(USING THE INFORMATION)
1. According to the article on William Wallinder, why did he meet with Wings scouts and development coaches in Sweden instead of coming to a development camp sooner?
2. In the article on William Wallinder, take the part that opens with the words containing "The Wings didn’t" and closes with "fall of 2023.", and give it again with "Sweden" swapped for "Finland".

(SELECTED TEXT)

■ ■ ■ ■

Detroit — It took longer than expected, but defenseman William Wallinder finally arrived in Detroit last week for the Red Wings’ development camp.
Wallinder was a 2020 second-round draft pick, so timing was not on his side.
The Wings didn’t hold a development camp for prospects and recent draft picks during the last two years because of COVID-19 pandemic concerns. So, Wallinder remained in Sweden and met with Wings scouts and development coaches who either are based in Sweden or came through on scouting trips.
“It took a while, but finally, I’m here,” Wallinder said while meeting the Detroit media last week.
Of course, Wallinder is hoping Detroit becomes a second home.
Wallinder plans on staying in Sweden one more season, playing for a Rogle team that will also have Wings draft picks Marco Kasper and Theodor Niederbach before coming over to play in North America in the fall of 2023.
Wallinder, 19, was honest with where he believes he’s at hockey-wise. There’s still room for improvement and some catching up to do on the defensive end of the rink.
“I don’t feel like I’m there yet,” Wallinder said of being ready for North American pro hockey. “I’m going to spend another year in Sweden with Rogle and, hopefully, I’ll be ready after that season.
“It’s hard to tell (how playing in North America will be) but, hopefully, it translates pretty easy, so it’s like playing as usual.”
At 6-foot-4 and 191 pounds, Wallinder is maturing physically and already has shown aspects of his game that could translate someday to the NHL.
Last season at Rogle, playing at three different levels, Wallinder had five goals and 18 assists in 67 games, with a plus-12 rating.
Moving from second-tier MoDo to Rogle worked out well.
“It went just the way I wanted,” Wallinder said. “I got my game going and my defensive game started to work (itself) out and went in the right direction.
“I (was) really comfortable this last season. It felt like everything was coming into place. All my defensive issues from the past, everything is good now.”
Wallinder gave a glowing report on Kasper, who the Wings selected in the first round of the NHL Entry Draft earlier this month.

■ ■ ■ ■

(Stored data)
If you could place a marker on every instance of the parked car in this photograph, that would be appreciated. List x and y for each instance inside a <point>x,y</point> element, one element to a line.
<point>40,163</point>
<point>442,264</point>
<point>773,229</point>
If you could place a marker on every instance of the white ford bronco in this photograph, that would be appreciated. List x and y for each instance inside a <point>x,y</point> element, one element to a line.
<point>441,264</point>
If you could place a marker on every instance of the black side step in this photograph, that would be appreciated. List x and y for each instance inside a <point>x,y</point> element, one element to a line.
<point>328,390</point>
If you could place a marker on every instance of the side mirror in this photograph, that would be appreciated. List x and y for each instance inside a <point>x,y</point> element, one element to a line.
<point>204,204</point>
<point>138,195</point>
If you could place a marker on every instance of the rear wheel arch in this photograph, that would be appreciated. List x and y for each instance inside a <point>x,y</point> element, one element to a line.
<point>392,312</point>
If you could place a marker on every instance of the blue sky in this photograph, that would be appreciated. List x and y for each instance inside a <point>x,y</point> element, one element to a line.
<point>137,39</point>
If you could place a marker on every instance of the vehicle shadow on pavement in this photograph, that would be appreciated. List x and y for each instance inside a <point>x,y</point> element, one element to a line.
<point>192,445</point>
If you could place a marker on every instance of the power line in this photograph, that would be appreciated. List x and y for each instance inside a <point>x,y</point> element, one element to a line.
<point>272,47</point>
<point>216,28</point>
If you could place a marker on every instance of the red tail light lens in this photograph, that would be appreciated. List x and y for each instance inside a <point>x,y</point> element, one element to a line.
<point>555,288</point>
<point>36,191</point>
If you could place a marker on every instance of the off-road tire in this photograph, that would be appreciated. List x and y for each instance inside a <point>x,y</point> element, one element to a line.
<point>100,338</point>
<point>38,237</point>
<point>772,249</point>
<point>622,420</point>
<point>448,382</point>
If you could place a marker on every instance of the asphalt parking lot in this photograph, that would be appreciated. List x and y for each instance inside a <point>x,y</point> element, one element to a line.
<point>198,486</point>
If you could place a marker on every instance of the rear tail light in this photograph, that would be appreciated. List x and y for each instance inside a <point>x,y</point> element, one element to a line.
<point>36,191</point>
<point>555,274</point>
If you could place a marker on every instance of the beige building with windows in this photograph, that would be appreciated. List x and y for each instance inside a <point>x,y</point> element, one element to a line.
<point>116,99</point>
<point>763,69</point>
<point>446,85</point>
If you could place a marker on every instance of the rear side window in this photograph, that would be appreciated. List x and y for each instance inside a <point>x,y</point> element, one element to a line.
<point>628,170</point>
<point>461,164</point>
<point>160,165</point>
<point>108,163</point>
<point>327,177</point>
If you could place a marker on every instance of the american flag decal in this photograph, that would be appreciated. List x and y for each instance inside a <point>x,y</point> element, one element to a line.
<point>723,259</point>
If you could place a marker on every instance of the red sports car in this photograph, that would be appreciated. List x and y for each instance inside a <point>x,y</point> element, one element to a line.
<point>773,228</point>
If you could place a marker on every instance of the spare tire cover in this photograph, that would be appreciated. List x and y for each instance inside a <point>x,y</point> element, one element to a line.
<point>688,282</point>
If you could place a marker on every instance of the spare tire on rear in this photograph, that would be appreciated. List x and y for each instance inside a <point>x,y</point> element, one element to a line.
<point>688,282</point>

■ ■ ■ ■

(ANSWERS BY ITEM NUMBER)
1. The Red Wings didn't hold a development camp for prospects and recent draft picks during the last two years because of COVID-19 pandemic concerns. So Wallinder stayed in Sweden and met with scouts and development coaches who were based there or came through on scouting trips.

2.
The Wings didn’t hold a development camp for prospects and recent draft picks during the last two years because of COVID-19 pandemic concerns. So, Wallinder remained in Finland and met with Wings scouts and development coaches who either are based in Finland or came through on scouting trips.
“It took a while, but finally, I’m here,” Wallinder said while meeting the Detroit media last week.
Of course, Wallinder is hoping Detroit becomes a second home.
Wallinder plans on staying in Finland one more season, playing for a Rogle team that will also have Wings draft picks Marco Kasper and Theodor Niederbach before coming over to play in North America in the fall of 2023.